■ Reading passage ■
** BEGIN **
On Mon, Nov 11, 2013 at 11:22 AM, Howard W. Smith, Jr. <
smithh032...@gmail.com> wrote:

> On Sun, Nov 10, 2013 at 5:08 PM, Igor Cicimov <icici...@gmail.com> wrote:
>
> > For Sun Java for example you can try the following:
> >
> > -Dsun.net.client.defaultReadTimeout=1800000
> >
> > which will increase the socket timeout to 30 minutes lets say if the
> > default one is not enough in case or slow client. Another thing to check
> is
> > your OS socket timeout setting, on linux systems for example:
> >
> > net.ipv4.tcp_keepalive_time = 300
> >
> > and try adjusting it according to your needs.
> >
> > Would love to hear some other people experiences and thoughts regarding
> > this as well, this is really annoying one to troubleshoot.
> >
>
> I like the following that was mentioned in a stackoverflow answer[1]:
>
> > It just means the client isn't sending. You don't need to worry about it.
> Browser clients come and go in all sorts of strange ways.
** END **
■ Direction ■
Reproduce the email exchange about socket timeouts in full, word for word. The entries that come next are separate material and are not part of the email exchange.

Data records:
** BEGIN **
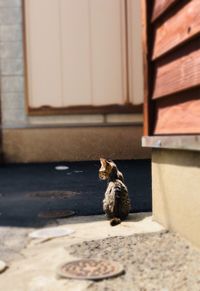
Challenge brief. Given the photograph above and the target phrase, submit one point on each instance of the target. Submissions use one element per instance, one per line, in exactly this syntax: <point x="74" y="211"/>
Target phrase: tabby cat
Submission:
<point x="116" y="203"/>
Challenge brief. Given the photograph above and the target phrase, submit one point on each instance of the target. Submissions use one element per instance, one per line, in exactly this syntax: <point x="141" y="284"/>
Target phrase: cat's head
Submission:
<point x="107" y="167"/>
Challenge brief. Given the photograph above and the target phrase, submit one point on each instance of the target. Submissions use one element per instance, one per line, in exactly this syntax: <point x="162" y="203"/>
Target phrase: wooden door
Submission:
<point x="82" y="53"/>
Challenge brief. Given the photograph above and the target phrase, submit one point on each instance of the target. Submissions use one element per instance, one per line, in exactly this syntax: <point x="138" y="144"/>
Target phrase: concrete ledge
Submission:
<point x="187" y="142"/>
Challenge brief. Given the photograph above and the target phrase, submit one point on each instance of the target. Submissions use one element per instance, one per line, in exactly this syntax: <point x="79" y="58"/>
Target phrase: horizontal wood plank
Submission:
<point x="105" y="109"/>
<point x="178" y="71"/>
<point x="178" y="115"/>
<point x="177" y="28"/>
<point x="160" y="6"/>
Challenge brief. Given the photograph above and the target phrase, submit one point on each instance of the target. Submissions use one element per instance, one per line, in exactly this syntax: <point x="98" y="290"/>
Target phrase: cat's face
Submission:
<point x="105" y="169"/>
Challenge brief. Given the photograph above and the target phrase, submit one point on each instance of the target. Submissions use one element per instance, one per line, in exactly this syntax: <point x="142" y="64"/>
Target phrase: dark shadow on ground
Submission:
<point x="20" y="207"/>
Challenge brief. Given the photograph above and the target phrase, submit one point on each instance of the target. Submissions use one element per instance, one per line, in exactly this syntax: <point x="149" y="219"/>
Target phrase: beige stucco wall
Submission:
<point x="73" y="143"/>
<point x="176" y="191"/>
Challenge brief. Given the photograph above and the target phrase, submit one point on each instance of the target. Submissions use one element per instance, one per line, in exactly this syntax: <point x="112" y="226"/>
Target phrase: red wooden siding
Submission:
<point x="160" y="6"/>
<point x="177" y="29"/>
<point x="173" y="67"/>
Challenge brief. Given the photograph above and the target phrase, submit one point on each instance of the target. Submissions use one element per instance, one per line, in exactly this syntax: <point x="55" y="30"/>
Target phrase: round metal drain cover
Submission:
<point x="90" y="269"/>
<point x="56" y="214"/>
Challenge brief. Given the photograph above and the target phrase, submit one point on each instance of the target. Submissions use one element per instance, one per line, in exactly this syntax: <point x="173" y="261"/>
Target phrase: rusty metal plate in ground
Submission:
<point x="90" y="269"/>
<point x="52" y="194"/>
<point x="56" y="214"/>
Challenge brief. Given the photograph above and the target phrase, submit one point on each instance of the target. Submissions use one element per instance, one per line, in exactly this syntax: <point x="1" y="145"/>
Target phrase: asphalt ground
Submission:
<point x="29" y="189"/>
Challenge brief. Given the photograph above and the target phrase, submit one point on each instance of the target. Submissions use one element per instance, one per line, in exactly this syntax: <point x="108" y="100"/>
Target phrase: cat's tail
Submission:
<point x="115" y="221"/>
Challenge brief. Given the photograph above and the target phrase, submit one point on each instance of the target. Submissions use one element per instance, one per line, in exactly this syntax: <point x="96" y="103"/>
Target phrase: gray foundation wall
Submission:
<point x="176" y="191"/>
** END **
** BEGIN **
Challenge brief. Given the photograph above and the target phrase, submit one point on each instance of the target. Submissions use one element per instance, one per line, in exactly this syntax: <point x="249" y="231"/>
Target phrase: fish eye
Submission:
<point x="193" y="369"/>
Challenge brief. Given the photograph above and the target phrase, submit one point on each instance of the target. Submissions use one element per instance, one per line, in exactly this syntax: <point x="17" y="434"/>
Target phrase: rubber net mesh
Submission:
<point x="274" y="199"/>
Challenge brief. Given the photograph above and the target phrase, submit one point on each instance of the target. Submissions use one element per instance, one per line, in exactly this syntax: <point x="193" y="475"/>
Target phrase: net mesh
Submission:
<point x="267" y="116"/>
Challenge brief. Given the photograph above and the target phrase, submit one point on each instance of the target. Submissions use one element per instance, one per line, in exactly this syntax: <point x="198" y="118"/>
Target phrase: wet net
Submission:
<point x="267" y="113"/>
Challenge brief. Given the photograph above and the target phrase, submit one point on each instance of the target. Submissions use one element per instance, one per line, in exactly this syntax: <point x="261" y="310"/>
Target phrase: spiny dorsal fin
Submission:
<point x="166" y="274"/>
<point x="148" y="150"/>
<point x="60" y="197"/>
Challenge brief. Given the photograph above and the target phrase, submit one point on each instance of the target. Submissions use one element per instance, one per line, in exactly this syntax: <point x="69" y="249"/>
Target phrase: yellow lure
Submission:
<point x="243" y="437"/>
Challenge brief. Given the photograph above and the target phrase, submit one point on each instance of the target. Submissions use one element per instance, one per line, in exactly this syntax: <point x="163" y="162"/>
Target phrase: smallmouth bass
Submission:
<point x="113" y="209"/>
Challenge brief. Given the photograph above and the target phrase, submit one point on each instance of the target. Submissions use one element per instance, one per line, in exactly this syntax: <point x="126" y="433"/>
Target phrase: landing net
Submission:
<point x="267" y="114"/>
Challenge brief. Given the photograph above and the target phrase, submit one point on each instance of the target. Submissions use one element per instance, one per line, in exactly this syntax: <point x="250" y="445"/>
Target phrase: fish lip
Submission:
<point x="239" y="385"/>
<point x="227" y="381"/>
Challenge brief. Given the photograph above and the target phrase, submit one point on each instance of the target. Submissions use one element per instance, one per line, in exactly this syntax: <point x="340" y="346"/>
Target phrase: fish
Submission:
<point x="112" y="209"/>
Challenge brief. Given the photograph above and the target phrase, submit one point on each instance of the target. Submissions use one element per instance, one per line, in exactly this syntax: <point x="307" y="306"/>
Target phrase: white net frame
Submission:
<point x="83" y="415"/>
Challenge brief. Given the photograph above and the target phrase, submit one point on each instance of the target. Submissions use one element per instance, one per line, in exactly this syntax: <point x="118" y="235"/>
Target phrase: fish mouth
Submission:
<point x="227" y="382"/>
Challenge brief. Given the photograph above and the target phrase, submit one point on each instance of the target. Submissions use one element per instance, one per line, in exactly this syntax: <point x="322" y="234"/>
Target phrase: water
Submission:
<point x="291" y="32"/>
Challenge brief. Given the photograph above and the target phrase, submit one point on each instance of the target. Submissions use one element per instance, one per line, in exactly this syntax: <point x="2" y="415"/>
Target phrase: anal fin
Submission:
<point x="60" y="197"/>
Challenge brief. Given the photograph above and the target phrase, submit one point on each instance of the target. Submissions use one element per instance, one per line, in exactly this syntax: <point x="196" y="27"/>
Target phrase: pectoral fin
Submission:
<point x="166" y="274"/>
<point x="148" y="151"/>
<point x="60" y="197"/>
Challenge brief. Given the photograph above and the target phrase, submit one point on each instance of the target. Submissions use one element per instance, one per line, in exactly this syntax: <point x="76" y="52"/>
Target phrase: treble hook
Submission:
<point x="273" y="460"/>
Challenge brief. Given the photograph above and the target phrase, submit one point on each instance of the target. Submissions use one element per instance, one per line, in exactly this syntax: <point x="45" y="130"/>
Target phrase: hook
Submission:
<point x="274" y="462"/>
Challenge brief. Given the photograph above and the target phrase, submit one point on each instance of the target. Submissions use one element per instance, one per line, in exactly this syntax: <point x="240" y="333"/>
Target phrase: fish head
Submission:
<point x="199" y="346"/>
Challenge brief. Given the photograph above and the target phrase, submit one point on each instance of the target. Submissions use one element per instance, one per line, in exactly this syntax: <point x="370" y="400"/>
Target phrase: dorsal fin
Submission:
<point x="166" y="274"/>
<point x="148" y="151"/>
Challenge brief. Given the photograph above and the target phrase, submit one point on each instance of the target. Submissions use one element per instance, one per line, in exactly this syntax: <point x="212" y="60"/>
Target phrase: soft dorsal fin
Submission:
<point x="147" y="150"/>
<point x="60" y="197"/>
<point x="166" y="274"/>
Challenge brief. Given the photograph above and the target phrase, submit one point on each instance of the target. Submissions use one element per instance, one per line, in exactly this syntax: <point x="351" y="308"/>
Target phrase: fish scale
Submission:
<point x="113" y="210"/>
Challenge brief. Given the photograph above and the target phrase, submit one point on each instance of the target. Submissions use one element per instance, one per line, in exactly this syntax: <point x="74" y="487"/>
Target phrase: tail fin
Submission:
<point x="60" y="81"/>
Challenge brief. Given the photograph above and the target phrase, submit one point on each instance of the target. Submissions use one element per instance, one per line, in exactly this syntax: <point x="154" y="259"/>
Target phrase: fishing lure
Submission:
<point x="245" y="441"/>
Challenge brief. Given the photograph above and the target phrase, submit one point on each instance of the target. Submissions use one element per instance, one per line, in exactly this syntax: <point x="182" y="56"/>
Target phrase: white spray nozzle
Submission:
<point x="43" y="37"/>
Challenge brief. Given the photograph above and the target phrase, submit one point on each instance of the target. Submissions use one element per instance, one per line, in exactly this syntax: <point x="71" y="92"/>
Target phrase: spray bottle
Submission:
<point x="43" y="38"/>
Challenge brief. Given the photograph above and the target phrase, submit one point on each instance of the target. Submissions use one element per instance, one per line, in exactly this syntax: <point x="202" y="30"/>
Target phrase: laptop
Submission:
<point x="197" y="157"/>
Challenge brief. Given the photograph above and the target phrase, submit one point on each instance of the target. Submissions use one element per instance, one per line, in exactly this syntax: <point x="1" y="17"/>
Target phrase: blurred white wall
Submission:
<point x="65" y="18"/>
** END **
■ Correct answer ■
On Mon, Nov 11, 2013 at 11:22 AM, Howard W. Smith, Jr. <
smithh032...@gmail.com> wrote:

> On Sun, Nov 10, 2013 at 5:08 PM, Igor Cicimov <icici...@gmail.com> wrote:
>
> > For Sun Java for example you can try the following:
> >
> > -Dsun.net.client.defaultReadTimeout=1800000
> >
> > which will increase the socket timeout to 30 minutes lets say if the
> > default one is not enough in case or slow client. Another thing to check
> is
> > your OS socket timeout setting, on linux systems for example:
> >
> > net.ipv4.tcp_keepalive_time = 300
> >
> > and try adjusting it according to your needs.
> >
> > Would love to hear some other people experiences and thoughts regarding
> > this as well, this is really annoying one to troubleshoot.
> >
>
> I like the following that was mentioned in a stackoverflow answer[1]:
>
> > It just means the client isn't sending. You don't need to worry about it.
> Browser clients come and go in all sorts of strange ways.